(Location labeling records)
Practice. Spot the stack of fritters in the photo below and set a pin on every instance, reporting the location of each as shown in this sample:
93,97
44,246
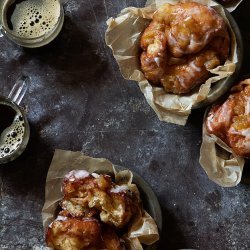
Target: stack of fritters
92,208
181,44
230,121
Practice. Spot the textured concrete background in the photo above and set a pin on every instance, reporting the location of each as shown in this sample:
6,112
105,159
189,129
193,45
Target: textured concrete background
78,100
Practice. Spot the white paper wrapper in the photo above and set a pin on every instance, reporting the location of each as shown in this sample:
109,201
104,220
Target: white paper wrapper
123,37
143,228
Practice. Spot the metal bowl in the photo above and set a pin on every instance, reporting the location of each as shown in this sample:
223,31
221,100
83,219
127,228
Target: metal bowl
224,85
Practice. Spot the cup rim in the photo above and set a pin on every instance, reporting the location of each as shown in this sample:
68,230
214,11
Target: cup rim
22,40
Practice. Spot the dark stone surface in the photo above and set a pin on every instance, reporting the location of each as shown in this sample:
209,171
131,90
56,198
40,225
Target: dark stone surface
78,100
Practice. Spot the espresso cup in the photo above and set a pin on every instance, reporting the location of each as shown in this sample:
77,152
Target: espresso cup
14,126
31,23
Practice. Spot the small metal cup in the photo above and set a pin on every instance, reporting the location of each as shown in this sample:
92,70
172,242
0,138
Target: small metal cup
12,101
26,41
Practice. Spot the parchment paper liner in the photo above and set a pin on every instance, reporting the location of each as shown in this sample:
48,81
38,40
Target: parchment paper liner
218,160
123,37
143,228
233,5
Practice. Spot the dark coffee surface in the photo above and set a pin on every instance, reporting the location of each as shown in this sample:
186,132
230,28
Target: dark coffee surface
7,115
78,100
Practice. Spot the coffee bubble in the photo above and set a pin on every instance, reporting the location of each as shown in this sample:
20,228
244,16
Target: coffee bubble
33,18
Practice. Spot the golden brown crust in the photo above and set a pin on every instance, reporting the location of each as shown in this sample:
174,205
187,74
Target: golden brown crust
231,120
116,205
189,31
77,234
74,234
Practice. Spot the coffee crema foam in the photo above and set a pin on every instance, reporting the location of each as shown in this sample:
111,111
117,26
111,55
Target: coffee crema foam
12,137
34,18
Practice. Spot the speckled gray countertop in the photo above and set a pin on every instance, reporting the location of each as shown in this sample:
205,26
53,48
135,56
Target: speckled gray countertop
78,100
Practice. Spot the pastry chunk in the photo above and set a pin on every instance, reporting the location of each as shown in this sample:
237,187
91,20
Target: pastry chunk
115,204
193,35
80,234
230,121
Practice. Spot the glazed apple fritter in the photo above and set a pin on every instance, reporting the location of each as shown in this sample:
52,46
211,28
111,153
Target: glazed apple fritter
86,193
80,234
192,32
231,120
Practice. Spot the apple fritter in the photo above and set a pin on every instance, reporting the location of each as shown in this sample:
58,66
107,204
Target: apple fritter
81,234
116,205
74,234
191,32
230,121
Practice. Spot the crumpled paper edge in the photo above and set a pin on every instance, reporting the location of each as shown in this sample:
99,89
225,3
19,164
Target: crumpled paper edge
218,160
221,165
141,230
123,35
233,5
229,6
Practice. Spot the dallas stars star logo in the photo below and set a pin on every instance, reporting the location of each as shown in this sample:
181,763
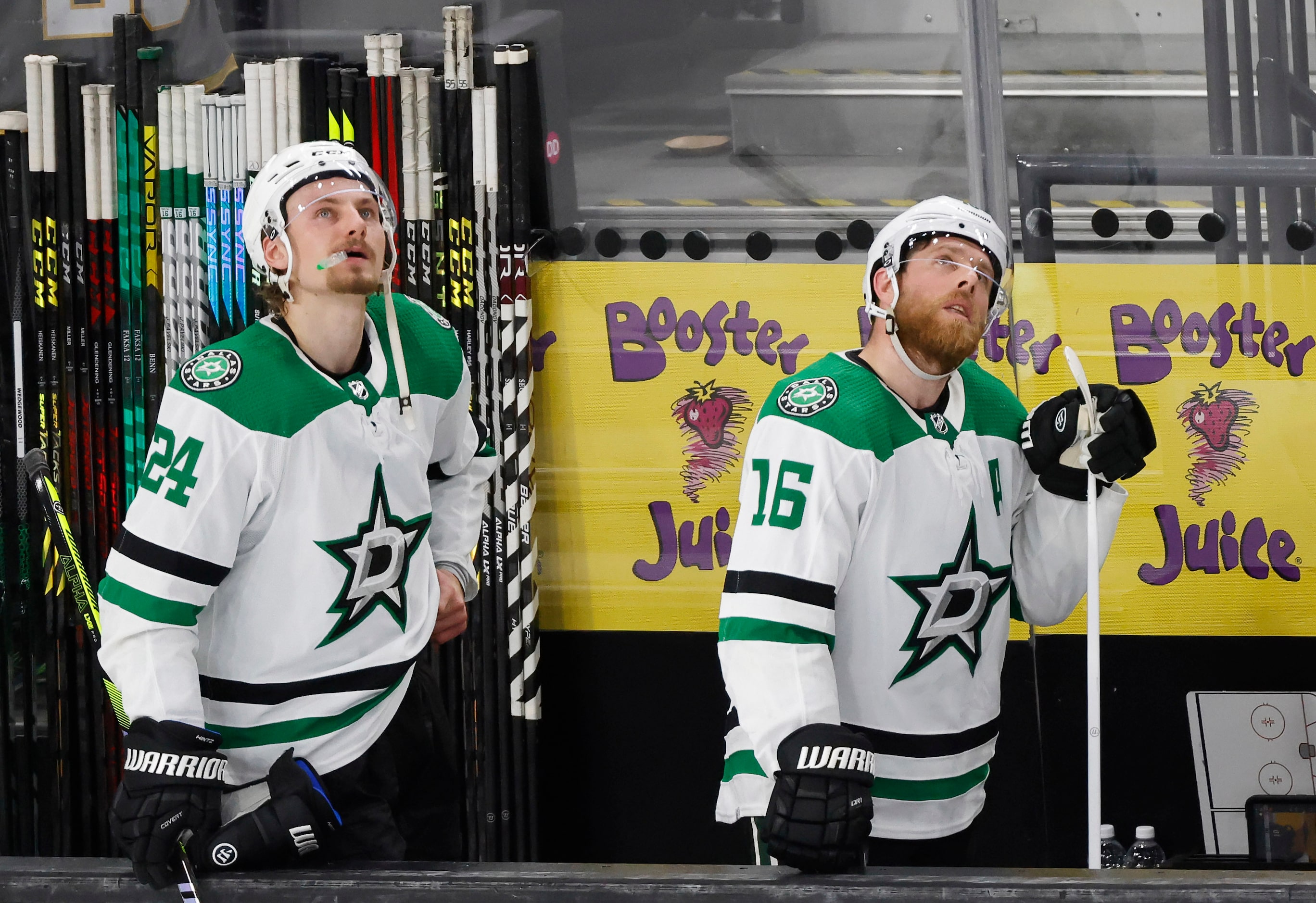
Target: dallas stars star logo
377,559
954,606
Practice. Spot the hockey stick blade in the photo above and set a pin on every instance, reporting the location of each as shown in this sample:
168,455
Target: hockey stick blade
187,888
53,513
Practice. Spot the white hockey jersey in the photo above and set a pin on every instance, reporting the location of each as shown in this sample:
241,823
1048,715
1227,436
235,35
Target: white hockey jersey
274,578
878,559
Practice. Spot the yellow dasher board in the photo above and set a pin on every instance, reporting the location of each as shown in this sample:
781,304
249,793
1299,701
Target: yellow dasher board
652,376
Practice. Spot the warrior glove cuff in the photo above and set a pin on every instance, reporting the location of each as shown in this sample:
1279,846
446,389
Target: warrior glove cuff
820,813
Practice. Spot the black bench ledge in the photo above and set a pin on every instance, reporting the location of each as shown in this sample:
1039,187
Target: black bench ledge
58,880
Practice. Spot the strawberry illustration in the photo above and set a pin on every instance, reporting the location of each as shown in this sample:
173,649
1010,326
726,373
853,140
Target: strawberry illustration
1213,414
707,413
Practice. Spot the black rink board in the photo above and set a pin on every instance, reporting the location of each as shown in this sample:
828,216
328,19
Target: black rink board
632,735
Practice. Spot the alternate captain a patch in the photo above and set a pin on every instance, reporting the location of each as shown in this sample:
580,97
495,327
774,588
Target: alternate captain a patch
954,606
805,398
377,557
212,369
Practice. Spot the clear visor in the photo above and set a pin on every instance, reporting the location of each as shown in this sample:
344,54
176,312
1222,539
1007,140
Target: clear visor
336,199
954,266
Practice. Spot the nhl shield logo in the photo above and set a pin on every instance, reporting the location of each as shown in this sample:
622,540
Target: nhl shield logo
210,370
805,398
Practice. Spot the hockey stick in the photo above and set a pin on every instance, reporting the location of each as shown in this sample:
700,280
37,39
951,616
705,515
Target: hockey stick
507,395
295,78
183,257
19,148
153,374
239,169
211,136
110,307
391,60
523,113
123,291
169,254
95,311
198,318
424,188
408,248
281,104
224,170
85,595
1094,631
133,290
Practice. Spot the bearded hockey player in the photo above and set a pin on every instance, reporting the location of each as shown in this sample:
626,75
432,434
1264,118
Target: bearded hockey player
898,509
302,532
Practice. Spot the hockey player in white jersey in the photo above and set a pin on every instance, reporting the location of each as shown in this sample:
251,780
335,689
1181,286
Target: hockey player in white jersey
302,532
898,507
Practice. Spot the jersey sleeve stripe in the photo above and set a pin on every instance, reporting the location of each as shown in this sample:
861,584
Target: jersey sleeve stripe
144,604
927,790
743,761
753,628
271,694
781,585
301,728
775,609
176,564
928,745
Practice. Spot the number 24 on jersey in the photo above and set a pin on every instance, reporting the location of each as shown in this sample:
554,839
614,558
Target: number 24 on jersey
165,465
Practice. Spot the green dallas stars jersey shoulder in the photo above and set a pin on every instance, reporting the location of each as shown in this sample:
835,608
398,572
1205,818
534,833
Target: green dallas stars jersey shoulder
285,539
860,413
878,557
239,376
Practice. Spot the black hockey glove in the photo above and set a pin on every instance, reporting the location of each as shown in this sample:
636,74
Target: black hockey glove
1120,452
820,811
173,777
289,826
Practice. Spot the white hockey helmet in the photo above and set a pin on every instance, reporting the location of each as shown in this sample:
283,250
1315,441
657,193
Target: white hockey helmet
266,215
937,216
341,170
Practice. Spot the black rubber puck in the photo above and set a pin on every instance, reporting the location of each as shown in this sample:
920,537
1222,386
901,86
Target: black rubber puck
1301,235
653,244
1106,223
860,235
1160,224
759,245
1039,223
1213,227
696,244
608,243
828,245
573,241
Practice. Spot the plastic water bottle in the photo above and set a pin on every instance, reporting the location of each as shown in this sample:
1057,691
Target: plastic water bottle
1145,852
1113,851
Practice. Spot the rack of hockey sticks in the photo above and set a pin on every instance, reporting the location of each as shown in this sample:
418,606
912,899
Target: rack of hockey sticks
60,752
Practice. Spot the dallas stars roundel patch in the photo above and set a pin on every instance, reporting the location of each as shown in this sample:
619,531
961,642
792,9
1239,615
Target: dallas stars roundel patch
805,398
211,370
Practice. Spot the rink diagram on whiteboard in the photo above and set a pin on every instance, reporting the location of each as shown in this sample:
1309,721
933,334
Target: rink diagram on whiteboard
1245,744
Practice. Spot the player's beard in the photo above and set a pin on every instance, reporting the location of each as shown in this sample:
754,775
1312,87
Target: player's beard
351,281
941,340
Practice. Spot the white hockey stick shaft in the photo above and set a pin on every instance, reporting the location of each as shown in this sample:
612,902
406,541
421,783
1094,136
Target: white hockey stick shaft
1094,636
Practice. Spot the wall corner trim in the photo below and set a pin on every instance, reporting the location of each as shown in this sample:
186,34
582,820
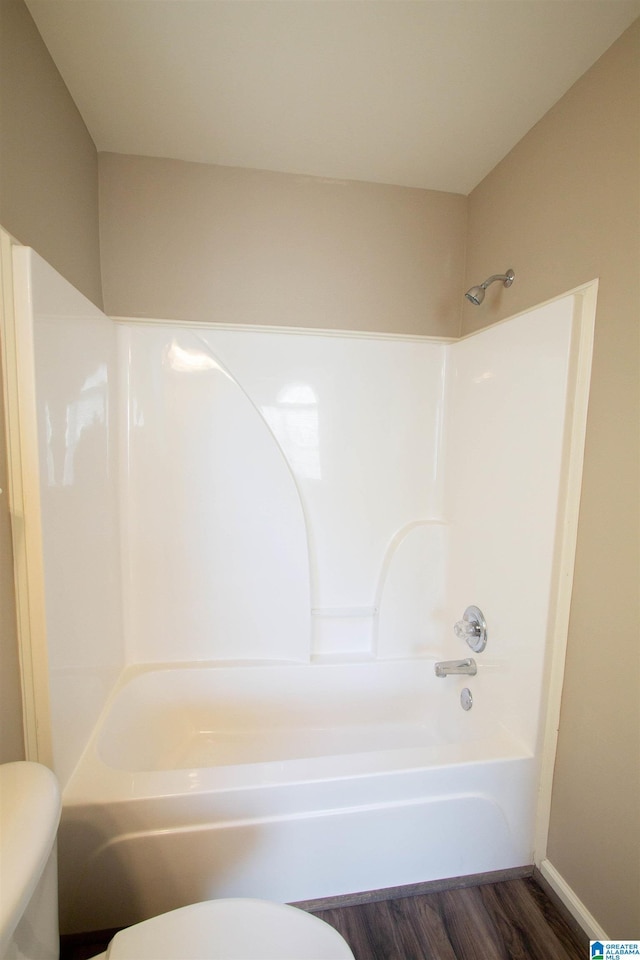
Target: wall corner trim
559,886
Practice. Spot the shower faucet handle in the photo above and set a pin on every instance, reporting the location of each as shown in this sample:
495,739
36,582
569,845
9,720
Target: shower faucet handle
472,628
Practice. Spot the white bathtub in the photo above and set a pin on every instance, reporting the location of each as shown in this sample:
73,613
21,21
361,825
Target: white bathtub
290,782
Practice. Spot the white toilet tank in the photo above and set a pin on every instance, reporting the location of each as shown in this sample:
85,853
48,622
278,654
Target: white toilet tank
29,817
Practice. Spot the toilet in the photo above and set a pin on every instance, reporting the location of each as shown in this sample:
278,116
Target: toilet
234,929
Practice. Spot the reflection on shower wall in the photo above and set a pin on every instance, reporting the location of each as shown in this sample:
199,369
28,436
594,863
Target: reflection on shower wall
272,479
266,495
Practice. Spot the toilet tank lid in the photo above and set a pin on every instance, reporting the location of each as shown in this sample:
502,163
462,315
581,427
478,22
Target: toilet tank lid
234,929
29,815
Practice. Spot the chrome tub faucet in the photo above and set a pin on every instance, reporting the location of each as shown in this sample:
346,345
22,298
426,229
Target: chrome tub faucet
467,667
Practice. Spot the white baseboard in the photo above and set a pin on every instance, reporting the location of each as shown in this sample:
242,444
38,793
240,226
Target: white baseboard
572,902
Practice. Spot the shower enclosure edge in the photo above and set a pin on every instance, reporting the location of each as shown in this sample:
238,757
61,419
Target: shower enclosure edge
24,497
584,318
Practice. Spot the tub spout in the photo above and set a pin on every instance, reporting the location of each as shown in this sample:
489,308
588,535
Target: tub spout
466,667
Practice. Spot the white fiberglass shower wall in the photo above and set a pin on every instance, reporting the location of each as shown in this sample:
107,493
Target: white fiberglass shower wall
208,494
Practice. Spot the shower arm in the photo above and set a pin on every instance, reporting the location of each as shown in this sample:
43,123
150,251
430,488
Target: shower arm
507,278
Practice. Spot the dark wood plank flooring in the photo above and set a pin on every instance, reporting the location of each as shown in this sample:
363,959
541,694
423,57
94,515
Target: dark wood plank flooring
510,920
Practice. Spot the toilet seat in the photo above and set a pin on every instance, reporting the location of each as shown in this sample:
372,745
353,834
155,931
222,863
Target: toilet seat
236,929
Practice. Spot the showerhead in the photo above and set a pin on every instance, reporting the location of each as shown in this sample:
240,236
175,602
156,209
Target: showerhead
476,294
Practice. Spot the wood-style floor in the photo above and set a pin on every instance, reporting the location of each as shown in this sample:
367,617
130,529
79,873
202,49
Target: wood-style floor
510,920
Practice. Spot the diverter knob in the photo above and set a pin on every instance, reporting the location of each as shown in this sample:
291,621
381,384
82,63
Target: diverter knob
472,628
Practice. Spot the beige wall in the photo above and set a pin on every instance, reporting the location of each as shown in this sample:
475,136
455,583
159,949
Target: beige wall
198,242
186,240
562,208
48,200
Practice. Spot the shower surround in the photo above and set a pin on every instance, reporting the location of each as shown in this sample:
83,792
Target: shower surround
254,545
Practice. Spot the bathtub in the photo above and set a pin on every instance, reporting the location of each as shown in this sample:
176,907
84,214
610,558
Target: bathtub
290,782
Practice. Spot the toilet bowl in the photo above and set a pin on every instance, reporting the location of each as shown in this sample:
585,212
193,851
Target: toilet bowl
235,929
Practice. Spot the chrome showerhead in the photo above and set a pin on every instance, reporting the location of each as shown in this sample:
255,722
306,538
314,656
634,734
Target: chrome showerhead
476,294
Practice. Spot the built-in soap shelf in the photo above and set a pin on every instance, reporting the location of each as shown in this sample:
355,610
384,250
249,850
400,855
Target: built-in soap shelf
340,613
338,630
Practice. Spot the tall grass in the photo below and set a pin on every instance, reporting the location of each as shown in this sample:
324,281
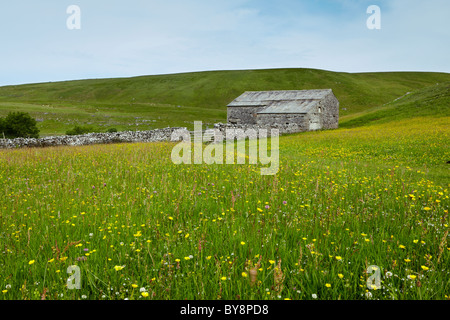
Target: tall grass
141,227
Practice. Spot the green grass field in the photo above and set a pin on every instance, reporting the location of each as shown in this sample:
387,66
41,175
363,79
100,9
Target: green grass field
149,102
374,192
140,227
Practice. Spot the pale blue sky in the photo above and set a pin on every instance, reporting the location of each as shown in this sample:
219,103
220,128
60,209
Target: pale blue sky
136,37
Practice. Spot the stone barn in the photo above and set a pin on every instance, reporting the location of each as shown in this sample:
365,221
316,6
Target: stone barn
309,109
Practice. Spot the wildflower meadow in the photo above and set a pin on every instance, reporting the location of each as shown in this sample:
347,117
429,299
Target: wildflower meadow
137,226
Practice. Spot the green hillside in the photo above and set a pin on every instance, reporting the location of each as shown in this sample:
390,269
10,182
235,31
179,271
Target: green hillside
146,102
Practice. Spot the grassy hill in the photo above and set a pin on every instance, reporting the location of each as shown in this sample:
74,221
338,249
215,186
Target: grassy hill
146,102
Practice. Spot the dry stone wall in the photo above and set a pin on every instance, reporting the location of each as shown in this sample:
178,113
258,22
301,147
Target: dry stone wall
156,135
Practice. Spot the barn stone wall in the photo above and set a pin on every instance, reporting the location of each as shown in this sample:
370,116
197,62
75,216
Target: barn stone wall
329,106
283,119
241,115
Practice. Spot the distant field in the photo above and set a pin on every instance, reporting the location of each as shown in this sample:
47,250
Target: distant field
148,102
140,227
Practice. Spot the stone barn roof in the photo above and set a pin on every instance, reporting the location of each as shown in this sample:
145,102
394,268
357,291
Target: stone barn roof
286,101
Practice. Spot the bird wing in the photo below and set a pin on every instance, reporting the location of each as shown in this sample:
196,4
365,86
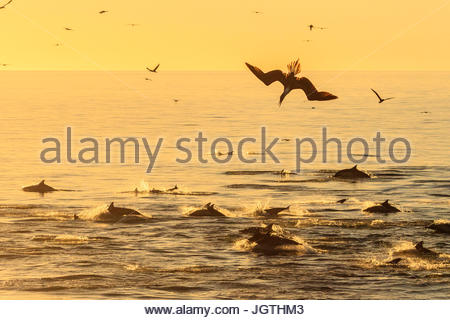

## STATED PROBLEM
Please pick out every line in the listing above that contains the word "player" and copy those lines unchanged.

## PROBLEM SOLUTION
Practice. Spot the bearded hockey player in the photo above and set a pin on every instance, reporting the location of each as shown in this sample:
Target: bearded hockey player
Practice. Spot the hockey player in white jersey in the photo above and set a pin on every instance, reporting the location of each as shown in this sample:
Target: hockey player in white jersey
Practice. Spot the player's beard in the photo above and set a pin on every instance, reporting the location of each as shown in this sample:
Target: player's beard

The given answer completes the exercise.